→ EXERCISE BRIEF:
Rewrite the material from the line containing "like [472, 224]." down to the end, swapping "blurred crowd" for "out-of-focus crowd" and leaving everything else as it is. Return only those lines.

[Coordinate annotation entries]
-- Start --

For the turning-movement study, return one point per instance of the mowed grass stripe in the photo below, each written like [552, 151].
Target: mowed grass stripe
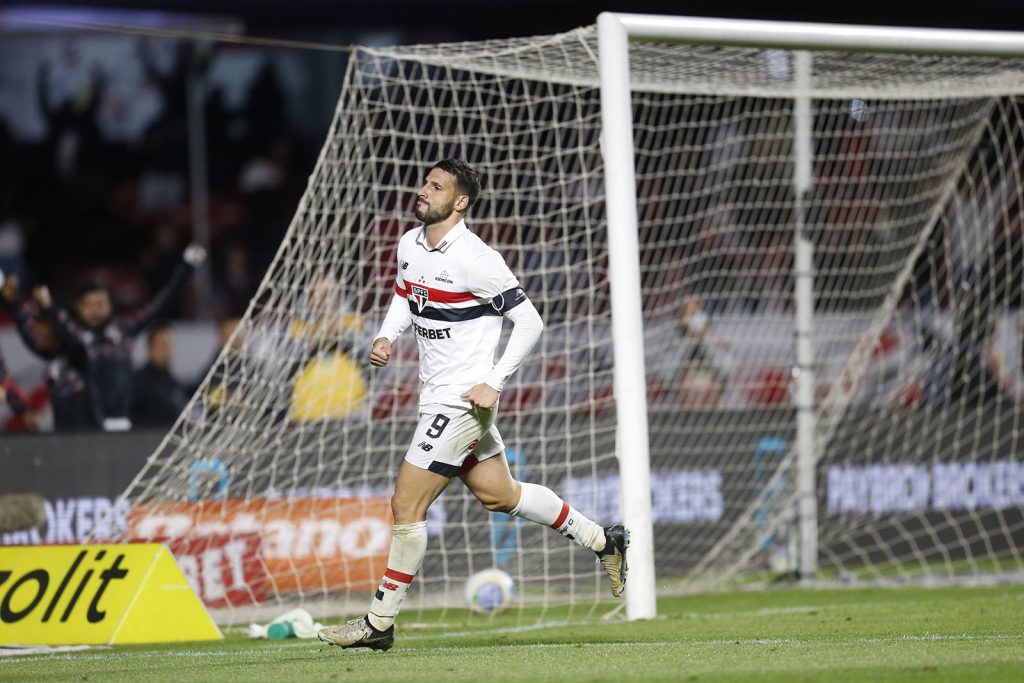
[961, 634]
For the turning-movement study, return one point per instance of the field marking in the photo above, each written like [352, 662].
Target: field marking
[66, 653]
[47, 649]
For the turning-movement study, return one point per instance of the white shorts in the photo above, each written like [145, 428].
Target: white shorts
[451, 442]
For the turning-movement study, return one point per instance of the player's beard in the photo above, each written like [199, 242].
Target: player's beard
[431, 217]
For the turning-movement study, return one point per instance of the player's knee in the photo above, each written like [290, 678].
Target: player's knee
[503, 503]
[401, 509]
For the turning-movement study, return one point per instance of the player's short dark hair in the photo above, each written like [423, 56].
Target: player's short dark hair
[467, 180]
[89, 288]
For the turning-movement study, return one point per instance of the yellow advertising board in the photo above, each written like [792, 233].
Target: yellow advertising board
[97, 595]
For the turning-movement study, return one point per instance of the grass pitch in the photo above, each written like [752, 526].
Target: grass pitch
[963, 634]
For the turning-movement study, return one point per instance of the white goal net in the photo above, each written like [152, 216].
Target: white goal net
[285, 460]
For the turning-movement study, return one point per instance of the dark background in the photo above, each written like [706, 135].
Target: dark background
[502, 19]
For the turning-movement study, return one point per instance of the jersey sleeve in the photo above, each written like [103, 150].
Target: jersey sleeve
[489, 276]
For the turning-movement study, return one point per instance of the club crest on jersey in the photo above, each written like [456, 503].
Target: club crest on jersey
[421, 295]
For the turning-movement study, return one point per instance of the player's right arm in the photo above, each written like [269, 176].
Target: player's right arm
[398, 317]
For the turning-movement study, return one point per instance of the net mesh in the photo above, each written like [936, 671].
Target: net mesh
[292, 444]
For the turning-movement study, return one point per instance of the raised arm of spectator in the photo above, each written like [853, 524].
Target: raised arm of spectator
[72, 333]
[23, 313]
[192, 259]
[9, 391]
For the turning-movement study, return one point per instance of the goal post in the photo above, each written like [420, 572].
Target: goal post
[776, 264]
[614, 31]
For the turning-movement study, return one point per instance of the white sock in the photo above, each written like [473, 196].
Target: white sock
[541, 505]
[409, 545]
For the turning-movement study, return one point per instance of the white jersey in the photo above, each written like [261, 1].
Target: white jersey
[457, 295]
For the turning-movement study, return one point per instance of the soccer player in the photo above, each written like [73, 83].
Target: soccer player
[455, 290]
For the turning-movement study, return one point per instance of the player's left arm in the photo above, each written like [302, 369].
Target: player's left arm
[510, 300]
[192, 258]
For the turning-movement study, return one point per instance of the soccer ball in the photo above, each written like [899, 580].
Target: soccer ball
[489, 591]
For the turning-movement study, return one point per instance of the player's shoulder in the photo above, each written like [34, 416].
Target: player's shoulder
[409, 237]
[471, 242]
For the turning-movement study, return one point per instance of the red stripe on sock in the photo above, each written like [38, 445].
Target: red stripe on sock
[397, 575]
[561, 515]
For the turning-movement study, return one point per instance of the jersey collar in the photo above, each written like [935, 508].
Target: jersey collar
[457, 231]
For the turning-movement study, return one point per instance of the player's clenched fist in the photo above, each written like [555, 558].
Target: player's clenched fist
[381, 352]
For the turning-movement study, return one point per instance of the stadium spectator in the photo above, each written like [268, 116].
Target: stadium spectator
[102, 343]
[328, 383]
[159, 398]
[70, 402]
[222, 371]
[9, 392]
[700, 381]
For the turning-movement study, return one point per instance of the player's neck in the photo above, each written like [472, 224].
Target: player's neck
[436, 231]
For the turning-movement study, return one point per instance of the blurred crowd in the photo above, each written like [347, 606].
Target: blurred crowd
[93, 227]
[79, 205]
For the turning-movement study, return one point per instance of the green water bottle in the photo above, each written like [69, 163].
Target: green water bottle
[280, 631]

-- End --

→ FINISHED ANSWER:
For the turning-movement study, return one point per instance of the player's neck in the photo above, each written like [472, 224].
Target: player's neck
[436, 231]
For the turning-movement study, return one point per instance of the out-of-focus crowd in the photo above, each written like [347, 606].
Target: out-of-focus crowd
[93, 227]
[79, 205]
For the turning-movement study, return one point per instance of the green water bottle in the photo above, each written like [69, 163].
Target: green water bottle
[280, 631]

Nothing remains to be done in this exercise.